§ **EXERCISE TASK**
Could you copy out, word for word, the stretch of the listing that begins with the line containing "like [[459, 323]]." and ends with the line containing "[[196, 730]]", including both of those lines?

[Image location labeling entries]

------------------------------------------------

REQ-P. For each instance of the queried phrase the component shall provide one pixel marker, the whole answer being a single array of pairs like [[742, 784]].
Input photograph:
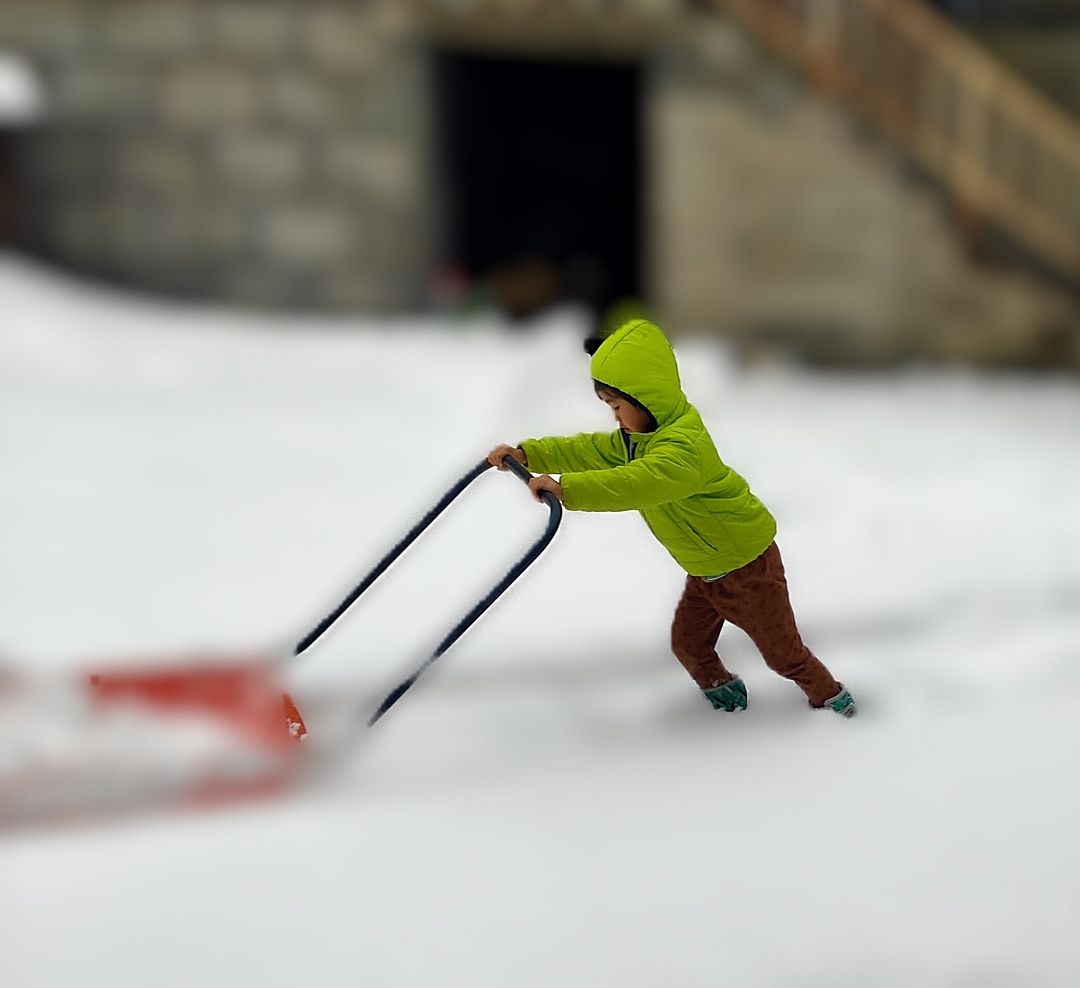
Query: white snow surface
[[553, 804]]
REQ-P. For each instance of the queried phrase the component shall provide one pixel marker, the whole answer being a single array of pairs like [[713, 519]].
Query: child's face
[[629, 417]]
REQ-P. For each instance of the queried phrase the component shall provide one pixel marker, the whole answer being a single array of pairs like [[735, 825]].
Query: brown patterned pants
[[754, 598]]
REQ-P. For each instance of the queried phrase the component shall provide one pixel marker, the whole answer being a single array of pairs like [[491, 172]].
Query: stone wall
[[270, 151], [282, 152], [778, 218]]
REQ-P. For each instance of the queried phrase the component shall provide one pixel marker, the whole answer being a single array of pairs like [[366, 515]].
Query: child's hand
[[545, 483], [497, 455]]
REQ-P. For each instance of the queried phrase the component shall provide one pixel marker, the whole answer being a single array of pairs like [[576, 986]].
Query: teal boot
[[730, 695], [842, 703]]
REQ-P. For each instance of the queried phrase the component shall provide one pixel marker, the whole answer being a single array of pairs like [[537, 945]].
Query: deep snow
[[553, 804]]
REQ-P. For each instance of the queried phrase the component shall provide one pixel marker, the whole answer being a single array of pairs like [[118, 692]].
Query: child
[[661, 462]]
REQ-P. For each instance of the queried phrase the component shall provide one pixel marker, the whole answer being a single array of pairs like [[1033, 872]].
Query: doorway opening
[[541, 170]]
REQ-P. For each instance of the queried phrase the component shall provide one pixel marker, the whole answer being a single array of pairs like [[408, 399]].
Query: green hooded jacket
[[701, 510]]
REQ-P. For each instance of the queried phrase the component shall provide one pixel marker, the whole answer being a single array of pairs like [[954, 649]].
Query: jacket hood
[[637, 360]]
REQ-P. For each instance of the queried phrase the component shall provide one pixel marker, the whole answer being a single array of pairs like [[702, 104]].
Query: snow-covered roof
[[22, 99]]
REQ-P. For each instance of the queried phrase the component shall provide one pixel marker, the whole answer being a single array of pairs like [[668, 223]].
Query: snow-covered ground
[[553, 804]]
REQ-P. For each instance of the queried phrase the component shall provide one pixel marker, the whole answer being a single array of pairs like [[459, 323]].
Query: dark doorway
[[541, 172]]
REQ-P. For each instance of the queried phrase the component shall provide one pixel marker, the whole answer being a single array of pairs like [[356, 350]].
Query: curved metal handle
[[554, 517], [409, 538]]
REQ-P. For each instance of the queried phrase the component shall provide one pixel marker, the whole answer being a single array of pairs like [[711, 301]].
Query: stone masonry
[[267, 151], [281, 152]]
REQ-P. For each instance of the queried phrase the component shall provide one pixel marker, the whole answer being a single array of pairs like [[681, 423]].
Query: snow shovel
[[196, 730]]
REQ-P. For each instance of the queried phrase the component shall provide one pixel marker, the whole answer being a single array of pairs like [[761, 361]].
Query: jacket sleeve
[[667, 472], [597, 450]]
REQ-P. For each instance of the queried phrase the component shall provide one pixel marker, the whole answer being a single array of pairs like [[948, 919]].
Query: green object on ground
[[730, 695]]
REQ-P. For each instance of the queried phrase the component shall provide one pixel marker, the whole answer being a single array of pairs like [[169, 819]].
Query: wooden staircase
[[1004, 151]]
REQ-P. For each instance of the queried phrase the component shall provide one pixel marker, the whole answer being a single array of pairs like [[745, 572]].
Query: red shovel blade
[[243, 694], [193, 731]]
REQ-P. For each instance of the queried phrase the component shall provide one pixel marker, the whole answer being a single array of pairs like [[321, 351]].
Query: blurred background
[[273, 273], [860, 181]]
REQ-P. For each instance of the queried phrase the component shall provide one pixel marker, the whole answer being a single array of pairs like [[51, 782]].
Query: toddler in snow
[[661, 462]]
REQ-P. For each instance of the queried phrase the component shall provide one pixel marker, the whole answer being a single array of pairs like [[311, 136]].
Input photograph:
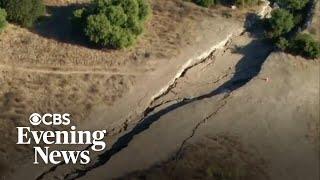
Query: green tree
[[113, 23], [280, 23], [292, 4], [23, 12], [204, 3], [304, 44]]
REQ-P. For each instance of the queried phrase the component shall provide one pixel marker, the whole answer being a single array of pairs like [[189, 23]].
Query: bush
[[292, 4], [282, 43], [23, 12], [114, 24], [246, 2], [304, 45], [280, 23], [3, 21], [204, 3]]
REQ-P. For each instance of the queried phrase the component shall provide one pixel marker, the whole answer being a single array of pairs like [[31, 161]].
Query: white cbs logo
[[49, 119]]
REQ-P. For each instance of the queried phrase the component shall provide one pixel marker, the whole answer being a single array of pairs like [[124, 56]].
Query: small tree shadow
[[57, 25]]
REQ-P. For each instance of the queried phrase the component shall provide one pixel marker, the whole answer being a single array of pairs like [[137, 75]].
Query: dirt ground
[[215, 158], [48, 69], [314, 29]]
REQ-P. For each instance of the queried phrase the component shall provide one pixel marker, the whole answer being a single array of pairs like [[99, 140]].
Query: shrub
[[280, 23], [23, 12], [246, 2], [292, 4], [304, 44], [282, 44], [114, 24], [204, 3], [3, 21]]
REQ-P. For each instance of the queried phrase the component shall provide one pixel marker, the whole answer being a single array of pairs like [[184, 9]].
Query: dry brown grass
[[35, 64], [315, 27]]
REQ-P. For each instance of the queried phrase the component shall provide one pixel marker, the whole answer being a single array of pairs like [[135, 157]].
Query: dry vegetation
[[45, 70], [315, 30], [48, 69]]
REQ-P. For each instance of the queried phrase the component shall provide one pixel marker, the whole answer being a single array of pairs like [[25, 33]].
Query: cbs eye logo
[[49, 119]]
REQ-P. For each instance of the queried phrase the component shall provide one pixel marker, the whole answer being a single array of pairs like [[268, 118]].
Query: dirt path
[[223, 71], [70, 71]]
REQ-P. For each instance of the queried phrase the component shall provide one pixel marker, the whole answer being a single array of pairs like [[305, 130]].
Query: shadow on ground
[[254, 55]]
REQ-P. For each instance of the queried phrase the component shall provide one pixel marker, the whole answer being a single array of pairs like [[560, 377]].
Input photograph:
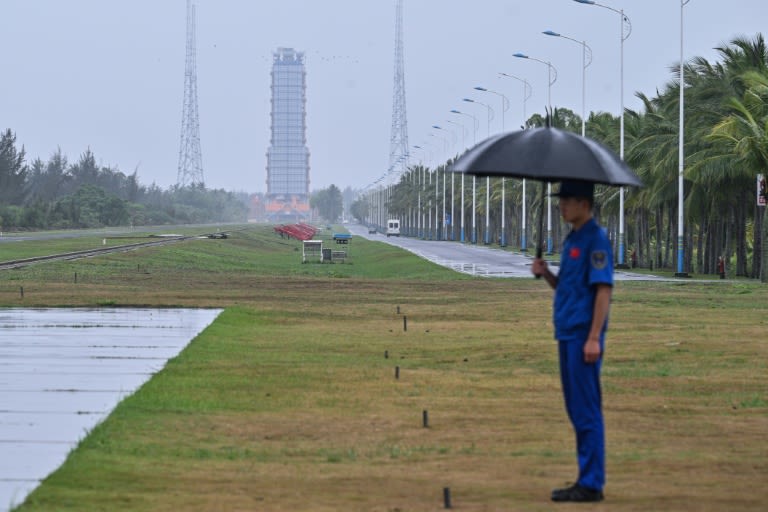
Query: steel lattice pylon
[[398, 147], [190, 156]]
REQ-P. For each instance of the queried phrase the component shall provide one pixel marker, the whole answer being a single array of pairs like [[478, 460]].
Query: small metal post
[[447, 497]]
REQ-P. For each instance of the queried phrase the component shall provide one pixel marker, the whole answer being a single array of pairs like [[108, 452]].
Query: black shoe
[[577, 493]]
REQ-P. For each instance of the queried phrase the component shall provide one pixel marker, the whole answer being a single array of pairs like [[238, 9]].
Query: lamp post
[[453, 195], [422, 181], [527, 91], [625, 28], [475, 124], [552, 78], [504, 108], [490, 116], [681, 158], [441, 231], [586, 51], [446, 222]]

------------------------------------------------

§ **RESPONSE TO THIS TASK**
REQ-P. For each instance of the queried phrase the component shall provide one pixel marker, the whole answer being a single array of pairs like [[459, 323]].
Query: dark doorway
[[541, 172]]
REQ-P. For each instance of the queried phrase the component shall provide one pixel marker, the whole answer being a single array of pairs like [[356, 350]].
Query: curved metal handle
[[554, 517], [409, 538]]
REQ-P. For each instance of the queried phrase the component shall provide one pixel marker, the whole answer being a single array of pairs like [[711, 301]].
Query: stone masonry
[[267, 151], [281, 152]]
REQ-P. For each instance of the queried phrase the component shall provide one pixel marker, the whole answer being a single array of pairs like [[681, 423]].
Query: snow shovel
[[196, 730]]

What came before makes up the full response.